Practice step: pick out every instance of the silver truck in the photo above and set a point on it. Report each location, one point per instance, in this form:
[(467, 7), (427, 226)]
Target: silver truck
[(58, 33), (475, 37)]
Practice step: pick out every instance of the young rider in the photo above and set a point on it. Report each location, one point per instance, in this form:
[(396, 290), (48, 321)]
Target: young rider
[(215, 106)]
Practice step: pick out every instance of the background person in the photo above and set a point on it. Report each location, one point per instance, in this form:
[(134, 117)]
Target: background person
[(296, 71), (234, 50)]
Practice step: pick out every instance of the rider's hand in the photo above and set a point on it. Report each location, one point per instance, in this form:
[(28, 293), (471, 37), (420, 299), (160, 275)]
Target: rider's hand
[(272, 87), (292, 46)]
_ _ _
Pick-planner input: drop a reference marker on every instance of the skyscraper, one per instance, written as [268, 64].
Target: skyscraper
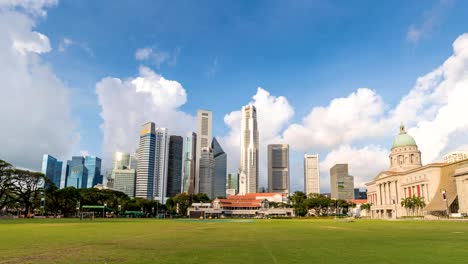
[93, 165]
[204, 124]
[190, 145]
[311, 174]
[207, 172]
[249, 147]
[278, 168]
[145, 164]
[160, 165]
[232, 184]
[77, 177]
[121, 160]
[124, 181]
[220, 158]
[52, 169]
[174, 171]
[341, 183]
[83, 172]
_ _ _
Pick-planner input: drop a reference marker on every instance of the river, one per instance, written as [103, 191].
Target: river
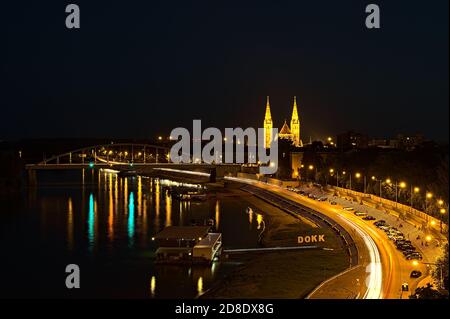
_ _ _
Copy the listing lines between the one holding "Practice step: pick out every instance of the silver" and the one holding "[(296, 71), (234, 50)]", inclusive, requests included. Rescale every coordinate in the answers by 0.7 and round to whole numbers, with halves rounding up, while leaving the numbers in the requests and their format samples unchanged.

▸ ANSWER TO THIS TASK:
Practice step: pick out every instance of the silver truck in the photo above and set a point on it. Report each location, one point per instance, in this form:
[(467, 7), (427, 226)]
Target: silver truck
[(41, 23), (333, 26)]
Practice step: pick out every instance of the young rider in the photo above and set a point on it. Report each location, one point per instance, in this form:
[(396, 290), (48, 321)]
Target: young rider
[(151, 74)]
Practice step: pick out every instance of the background person in the photo above and set a point on it. Report each location, one point per instance, in this form:
[(134, 117)]
Target: background person
[(207, 50), (164, 35)]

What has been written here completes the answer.